** Requirement **
Pull out each line of the records below that contains the word "flower", and copy those lines in full.

(Saved entries)
• • •

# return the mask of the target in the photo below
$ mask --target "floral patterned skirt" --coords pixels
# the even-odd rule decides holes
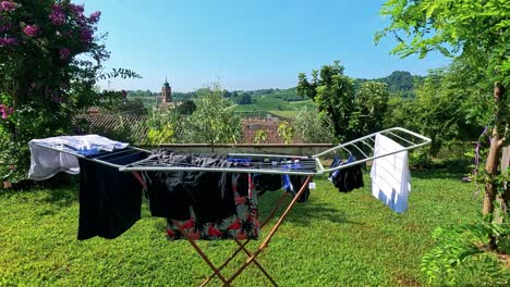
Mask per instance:
[[[239,175],[232,174],[238,177]],[[254,190],[252,175],[247,176],[248,192],[242,196],[238,192],[238,180],[232,180],[232,189],[235,200],[235,214],[217,222],[198,223],[191,209],[191,219],[186,221],[177,221],[168,219],[167,237],[170,240],[185,238],[181,229],[190,238],[217,240],[217,239],[257,239],[260,229],[258,222],[258,202],[257,192]]]

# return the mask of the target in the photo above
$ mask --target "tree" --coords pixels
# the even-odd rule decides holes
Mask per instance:
[[[192,100],[185,100],[175,108],[177,112],[183,115],[190,115],[196,110],[196,104]]]
[[[196,91],[196,111],[189,117],[187,138],[191,142],[236,142],[242,130],[241,121],[222,97],[218,84]]]
[[[100,75],[108,59],[97,35],[100,12],[84,14],[70,0],[0,1],[0,177],[20,182],[33,138],[71,134],[71,116],[120,101],[95,90],[99,77],[138,76],[127,70]]]
[[[255,144],[265,144],[266,140],[267,140],[267,132],[264,129],[258,129],[255,133],[255,138],[253,139],[253,141],[255,141]]]
[[[351,126],[351,114],[354,111],[354,82],[343,75],[340,61],[332,65],[324,65],[320,73],[312,71],[312,82],[306,75],[299,75],[298,95],[308,97],[326,121],[332,125],[335,136],[341,141],[351,140],[357,136]]]
[[[372,134],[382,129],[384,117],[388,109],[388,85],[377,82],[361,84],[355,99],[355,123],[359,135]]]
[[[288,122],[281,122],[278,125],[277,133],[281,139],[283,139],[283,144],[292,144],[292,139],[294,138],[294,127],[292,127]]]
[[[495,201],[506,207],[510,194],[497,195],[498,165],[501,148],[508,139],[510,112],[506,97],[510,84],[510,2],[505,0],[389,0],[381,13],[391,23],[376,34],[376,41],[393,35],[398,45],[392,53],[423,58],[430,51],[457,57],[471,63],[474,73],[483,73],[494,84],[495,104],[487,113],[494,115],[491,144],[485,165],[483,213],[491,217]],[[488,93],[488,90],[487,90]],[[496,249],[490,235],[489,249]]]
[[[305,142],[324,144],[333,142],[335,137],[331,126],[327,125],[321,118],[323,113],[316,109],[303,108],[295,116],[295,133]]]

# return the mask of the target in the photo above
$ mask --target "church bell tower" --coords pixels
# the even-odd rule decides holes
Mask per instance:
[[[161,88],[161,101],[162,103],[172,102],[172,88],[170,84],[168,84],[168,79],[165,79],[165,84]]]

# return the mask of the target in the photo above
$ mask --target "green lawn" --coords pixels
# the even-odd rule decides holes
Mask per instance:
[[[317,178],[311,200],[295,207],[259,261],[281,286],[426,285],[420,261],[433,244],[432,230],[472,221],[481,207],[475,186],[460,177],[413,172],[405,214],[382,205],[368,187],[339,194]],[[0,285],[194,286],[210,273],[187,241],[166,240],[165,220],[150,217],[146,205],[144,217],[121,237],[76,240],[76,190],[0,191]],[[278,196],[262,198],[263,214]],[[198,244],[216,263],[234,248],[232,241]],[[478,275],[466,284],[476,285]],[[269,284],[251,266],[234,285]]]

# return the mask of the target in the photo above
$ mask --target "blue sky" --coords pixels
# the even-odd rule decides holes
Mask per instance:
[[[112,89],[159,90],[168,75],[174,90],[211,82],[223,88],[294,87],[309,73],[340,60],[351,77],[375,78],[392,71],[424,75],[448,59],[390,55],[394,45],[376,46],[388,23],[384,1],[76,0],[88,13],[102,12],[99,32],[109,34],[106,66],[126,67],[143,79],[110,83]],[[106,83],[101,83],[107,87]]]

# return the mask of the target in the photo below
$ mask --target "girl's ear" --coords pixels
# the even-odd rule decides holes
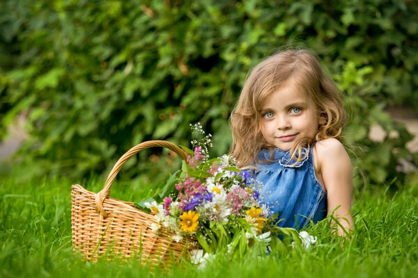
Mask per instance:
[[[321,112],[319,114],[319,117],[318,119],[318,123],[320,126],[323,126],[327,124],[327,113],[325,112]]]

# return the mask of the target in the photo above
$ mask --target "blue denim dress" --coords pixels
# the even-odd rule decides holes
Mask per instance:
[[[302,149],[302,154],[307,150]],[[303,229],[309,220],[316,222],[327,215],[327,193],[315,174],[312,148],[306,159],[295,164],[289,152],[263,149],[259,161],[252,172],[253,177],[262,183],[260,201],[268,206],[272,214],[279,213],[277,226]]]

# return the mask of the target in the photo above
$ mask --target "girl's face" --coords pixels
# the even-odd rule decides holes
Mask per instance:
[[[289,82],[268,96],[261,106],[261,133],[276,147],[288,151],[298,139],[318,131],[317,108]]]

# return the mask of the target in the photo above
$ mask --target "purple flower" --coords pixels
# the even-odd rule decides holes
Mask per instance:
[[[171,204],[171,203],[173,202],[173,199],[171,198],[169,198],[168,197],[166,197],[165,198],[164,198],[164,209],[166,212],[166,215],[168,215],[170,214],[170,205]]]
[[[185,206],[184,211],[193,211],[194,207],[198,204],[203,203],[203,202],[212,201],[212,198],[213,194],[212,193],[201,194],[200,193],[198,193],[192,198],[186,206]]]

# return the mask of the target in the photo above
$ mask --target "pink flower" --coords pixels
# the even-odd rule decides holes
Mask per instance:
[[[196,168],[204,158],[205,156],[202,154],[202,147],[199,146],[194,148],[194,155],[193,157],[189,156],[187,163],[191,167]]]
[[[173,202],[173,199],[170,197],[166,197],[164,198],[164,210],[166,211],[166,215],[169,215],[170,214],[170,205]]]

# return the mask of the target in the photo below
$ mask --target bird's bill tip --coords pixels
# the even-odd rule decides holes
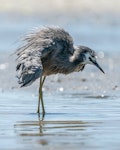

• • •

** Output of the exercise **
$ mask --target "purple flower" --coords pixels
$ mask --target "pink flower" --coords pixels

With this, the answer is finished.